─── Verilen Metin ───
Emsal Mahkeme Kararı İstanbul Bölge Adliye Mahkemesi 43. Hukuk Dairesi 2021/793 E. 2021/699 K. 07.06.2021 T.

Görüntülediğiniz mahkeme kararı kesinleşmiş bir karardır.

T.C.
İSTANBUL
BÖLGE ADLİYE MAHKEMESİ
43. HUKUK DAİRESİ
DOSYA NO: 2021/793
KARAR NO : 2021/699
T Ü R K M İ L L E T İ A D I N A
İ S T İ N A F K A R A R I
İNCELENEN KARARIN
MAHKEMESİ: İSTANBUL 21. ASLİYE TİCARET MAHKEMESİ
TARİH : 16/03/2021(Ek Karar)
NUMARASI : 2021/25 D.İş – 2021/24 D.iş Karar
TALEp : İhtiyati Hacze İtiraz
İSTİNAF KARAR TARİHİ : 07/06/2021
Taraflar arasında görülen dava neticesinde ilk derece mahkemesince verilen hükmün İhtiyati hacze itiraz eden borçlu vekilince istinaf edilmesi üzerine düzenlenen rapor ve dosya kapsamı incelenip gereği görüşülüp düşünüldü;
TARAFLARIN İDDİA VE SAVUNMALARININ ÖZETİ TALEP: İhtiyati hacze itiraz eden borçlu vekili itiraz dilekçesinde özetle; müvekkili şirket aleyhine mahkememizin 2021/25 D.İş sayılı dosyası ile gerçeğe aykırı isnatlarla hukuka aykırı ve haksız ihtiyati haciz başvurusu yapıldığını, ihtiyati haciz talep eden ile müvekkili şirket arasında 20.07.2020 tarihinden beri devam eden ticari ilişki olduğunu, 22.12.2020 tarihinde müvekkiline gönderimi sağlanan ürünlerin ayıplı şekilde gönderildiğinin taraflarınca tespit edildiğini, işbu hususa ilişkin 23.12.2020 tarihinde Beşiktaş …. Noterliği’nin … yevmiye numarası ile ihtarname gönderildiğini ve müvekkilinin uğramış olduğu zararın karşılanmasının istendiğini, yine bu kapsamda, ihtiyati haciz talebinde bulunan şirket tarafından müvekkiline 24.12.2020 tarihinde tebliğ edilen e-faturalara da Beşiktaş …. Noterliği’nin … yevmiye numaralı ihtarnamesi ile yasal süresi içerisinde itiraz edildiğini, ayrıca müvekkilinin uğramış olduğu zararın ve karşı tarafça gönderimi sağlanan ürünlerin ayıplı olduğunun tespit edilebilmesi amacıyla İstanbul 6. Sulh Hukuk Mahkemesinin 2020/111 D. İş sayılı dosyası ile delil tespiti davası açıldığını, yani karşı tarafın gerçeğe aykırı ve kötü niyetli isnatlarının aksine, müvekkilinin işbu delil tespiti nedeniyle karşı taraftan almış olduğu ürünleri depo ettiğini ve aksine kullanılmayan ürünler açısından da zararının boyutu git gide arttığını, kaldı ki müvekkilinin mal kaçırma ihtimali olduğu ve restaurantlarını devretme hazırlığında olduğu iddiasının da tamamen gerçeğe aykırı olduğunu, karşı tarafın başvurusu sonucu mahkememiz tarafından verilen ihtiyati haciz kararının İstanbul …. İcra Müdürlüğü’nün … esas sayılı dosyası ile işleme alındığını ve müvekkilinin banka hesaplarına bloke konulduğunu, müvekkilinin ticari işleyişinin zarar gördüğünü, sonuç olarak açıklanan nedenlerle fazlaya ilişkin hak ve talepleri saklı kalmak kaydıyla; usul ve esasa ilişkin itirazları kabul edilerek kanuna aykırı olarak verilen ihtiyati haciz kararının iptalini, yargılama giderlerinin ve avukatlık ücretinin karşı tarafa yükletilmesine karar verilmesini talep etmiştir.
───
→ Yönergeler:
**1)** Mahkeme kararına göre borçlu vekili, müvekkilin karşı taraftan aldığı ürünleri neden depo ettiğini söylüyor? Bir iki cümleyle açıklayın.
**2)** Mahkeme kararındaki "Görüntülediğiniz mahkeme kararı kesinleşmiş bir karardır." cümlesini İngilizceye çevirin.
─── Kayıtlı Veriler ───
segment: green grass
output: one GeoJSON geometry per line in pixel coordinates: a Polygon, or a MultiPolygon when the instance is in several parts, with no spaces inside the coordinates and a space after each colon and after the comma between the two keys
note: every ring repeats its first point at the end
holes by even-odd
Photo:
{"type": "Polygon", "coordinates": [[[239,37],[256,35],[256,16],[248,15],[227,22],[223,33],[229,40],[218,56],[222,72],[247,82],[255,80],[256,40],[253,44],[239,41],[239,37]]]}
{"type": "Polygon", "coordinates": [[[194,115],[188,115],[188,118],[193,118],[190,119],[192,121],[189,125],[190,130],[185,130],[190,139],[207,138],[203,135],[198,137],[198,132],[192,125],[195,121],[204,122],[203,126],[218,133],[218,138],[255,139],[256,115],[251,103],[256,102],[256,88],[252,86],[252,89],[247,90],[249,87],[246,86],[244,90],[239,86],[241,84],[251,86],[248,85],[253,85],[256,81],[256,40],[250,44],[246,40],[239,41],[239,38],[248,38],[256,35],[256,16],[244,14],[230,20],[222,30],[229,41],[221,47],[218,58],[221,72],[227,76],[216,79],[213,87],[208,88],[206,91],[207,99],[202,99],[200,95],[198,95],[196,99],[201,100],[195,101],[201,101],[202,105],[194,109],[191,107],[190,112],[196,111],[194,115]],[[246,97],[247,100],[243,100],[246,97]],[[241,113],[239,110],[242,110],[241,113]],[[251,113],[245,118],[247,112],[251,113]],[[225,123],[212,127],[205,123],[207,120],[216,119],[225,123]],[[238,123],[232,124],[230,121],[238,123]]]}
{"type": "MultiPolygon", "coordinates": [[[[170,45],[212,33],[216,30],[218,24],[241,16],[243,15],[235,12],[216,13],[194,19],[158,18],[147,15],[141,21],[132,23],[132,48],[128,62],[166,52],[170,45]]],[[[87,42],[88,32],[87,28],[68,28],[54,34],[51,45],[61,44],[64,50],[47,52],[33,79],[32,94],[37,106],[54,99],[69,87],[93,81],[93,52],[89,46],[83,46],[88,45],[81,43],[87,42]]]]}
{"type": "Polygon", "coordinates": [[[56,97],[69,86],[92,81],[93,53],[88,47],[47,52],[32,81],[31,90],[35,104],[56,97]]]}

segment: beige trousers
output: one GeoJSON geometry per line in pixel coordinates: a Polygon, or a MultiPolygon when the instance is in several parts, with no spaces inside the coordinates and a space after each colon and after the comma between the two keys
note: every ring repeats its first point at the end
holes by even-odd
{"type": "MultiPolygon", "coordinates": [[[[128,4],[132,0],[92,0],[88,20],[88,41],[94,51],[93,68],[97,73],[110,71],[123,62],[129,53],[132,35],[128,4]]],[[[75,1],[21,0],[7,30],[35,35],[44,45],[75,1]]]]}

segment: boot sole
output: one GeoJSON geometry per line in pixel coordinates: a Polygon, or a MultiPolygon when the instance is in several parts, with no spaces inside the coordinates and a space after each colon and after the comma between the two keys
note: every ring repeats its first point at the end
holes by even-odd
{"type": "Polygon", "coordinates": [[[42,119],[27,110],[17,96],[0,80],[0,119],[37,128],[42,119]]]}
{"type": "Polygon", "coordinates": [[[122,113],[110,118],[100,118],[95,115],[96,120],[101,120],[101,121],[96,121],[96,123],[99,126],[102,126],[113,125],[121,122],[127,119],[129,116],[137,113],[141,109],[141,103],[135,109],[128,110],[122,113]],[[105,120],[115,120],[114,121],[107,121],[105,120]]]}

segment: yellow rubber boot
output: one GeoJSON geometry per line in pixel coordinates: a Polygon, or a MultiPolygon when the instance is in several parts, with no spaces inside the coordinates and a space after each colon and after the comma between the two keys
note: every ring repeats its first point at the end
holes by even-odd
───
→ Görev Yanıtları:
**1)** Borçlu vekiline göre müvekkil, ürünlerin ayıplı olduğunu ve uğradığı zararı tespit ettirmek için İstanbul 6. Sulh Hukuk Mahkemesinin 2020/111 D. İş sayılı dosyasıyla delil tespiti davası açmıştır. Ürünleri bu delil tespiti nedeniyle depo etmiştir. Kullanılmayan ürünler yüzünden zararı da giderek artmaktadır.

**2)** The court decision you are viewing is a final decision.